Cascia Hall Preparatory School is an Augustinian Roman Catholic coeducational College-preparatory day school in Tulsa, Oklahoma. It is a member of the Augustinian Secondary Education Association. It is one of Tulsa's two Catholic high schools, with Bishop Kelley High School.

History
Cascia Hall was founded by the Province of St. Thomas of Villanova, of the Order of Saint Augustine, in 1926 at its current location, a  campus at 2520 South Yorktown Avenue in midtown Tulsa. The school's first headmaster was Francis A. Driscoll, who had previously been president of Villanova College (now Villanova University).  The school is named after St. Rita of Cascia.

Cascia Hall was an all-male day school, which accepted boarders, until 1986, when it ceased to take boarders, added a middle school, and became a coeducational day school for grades 6-12. It has a total enrollment of about 525, about 45% of whom are Roman Catholic. Cascia Hall follows the Augustinian tradition of education, which traces its heritage to the educational philosophy of Saint Augustine of Hippo.

Athletics 
Various sports are offered including:

Fall Sports - cheerleading (middle and upper school), cross country (middle and upper school), football (middle and upper school), and volleyball (middle and upper school).

:: To do ::
Using the Cascia Hall passage, answer:
1. In what year was the school founded?
2. Who was its first headmaster?
3. In what year did it stop taking boarders?
Rely only on the Cascia Hall passage.

:: Extracted material ::
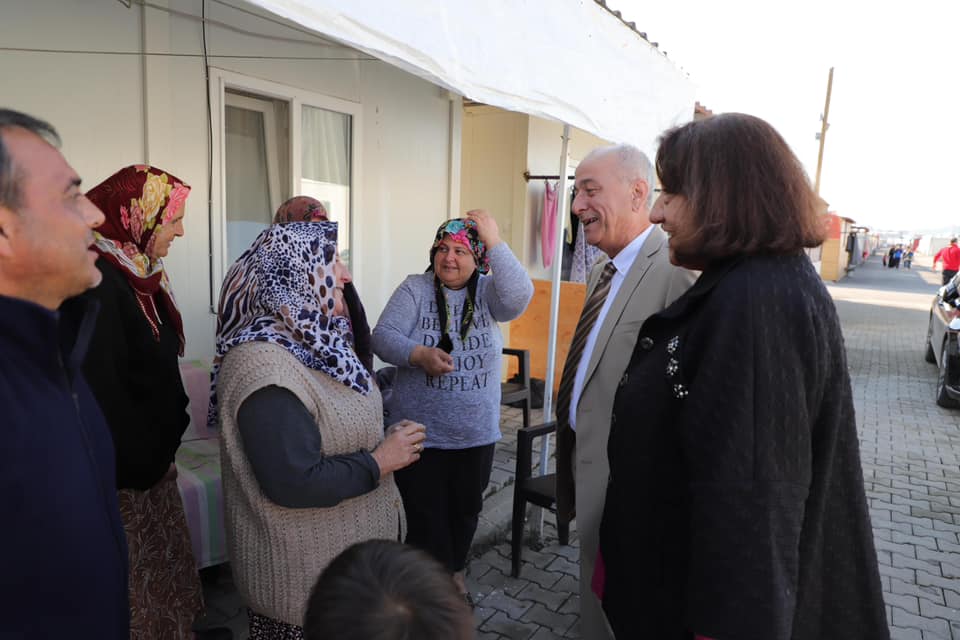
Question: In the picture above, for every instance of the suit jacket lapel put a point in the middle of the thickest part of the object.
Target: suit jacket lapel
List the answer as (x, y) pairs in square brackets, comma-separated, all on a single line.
[(651, 246)]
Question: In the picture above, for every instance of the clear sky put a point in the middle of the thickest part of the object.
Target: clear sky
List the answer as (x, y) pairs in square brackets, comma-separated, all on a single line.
[(892, 153)]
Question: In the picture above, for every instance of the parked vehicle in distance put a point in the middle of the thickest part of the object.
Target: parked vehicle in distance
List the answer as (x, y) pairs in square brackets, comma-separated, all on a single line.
[(942, 342)]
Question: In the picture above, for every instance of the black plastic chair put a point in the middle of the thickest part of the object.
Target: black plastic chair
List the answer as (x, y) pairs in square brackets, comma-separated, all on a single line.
[(538, 490), (518, 391)]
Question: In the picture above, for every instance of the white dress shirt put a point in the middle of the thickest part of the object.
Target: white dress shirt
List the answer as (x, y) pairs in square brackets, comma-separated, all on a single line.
[(623, 262)]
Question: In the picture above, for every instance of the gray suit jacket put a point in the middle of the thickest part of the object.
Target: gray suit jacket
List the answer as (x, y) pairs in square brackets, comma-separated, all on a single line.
[(650, 286)]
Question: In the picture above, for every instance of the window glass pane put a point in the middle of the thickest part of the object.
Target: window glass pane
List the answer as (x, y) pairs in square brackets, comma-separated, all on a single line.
[(325, 166), (247, 187)]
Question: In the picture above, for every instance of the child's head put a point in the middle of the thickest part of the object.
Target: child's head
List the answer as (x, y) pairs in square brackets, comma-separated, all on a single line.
[(385, 590)]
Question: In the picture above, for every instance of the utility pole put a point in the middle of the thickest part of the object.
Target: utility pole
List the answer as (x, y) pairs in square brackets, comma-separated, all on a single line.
[(825, 124)]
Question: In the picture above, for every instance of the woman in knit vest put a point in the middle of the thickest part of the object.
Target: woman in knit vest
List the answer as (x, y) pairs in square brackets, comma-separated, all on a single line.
[(440, 329), (307, 471)]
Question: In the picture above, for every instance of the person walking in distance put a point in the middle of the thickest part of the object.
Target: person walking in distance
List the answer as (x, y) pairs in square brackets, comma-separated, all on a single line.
[(950, 256)]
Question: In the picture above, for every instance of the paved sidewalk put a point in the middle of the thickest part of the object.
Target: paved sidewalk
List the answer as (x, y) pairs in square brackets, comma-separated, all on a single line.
[(910, 447), (910, 453)]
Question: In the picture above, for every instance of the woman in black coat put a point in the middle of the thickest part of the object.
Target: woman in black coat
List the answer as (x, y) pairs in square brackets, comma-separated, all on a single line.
[(736, 506), (133, 368)]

:: Exercise output ::
1. 1926
2. Francis A. Driscoll
3. 1986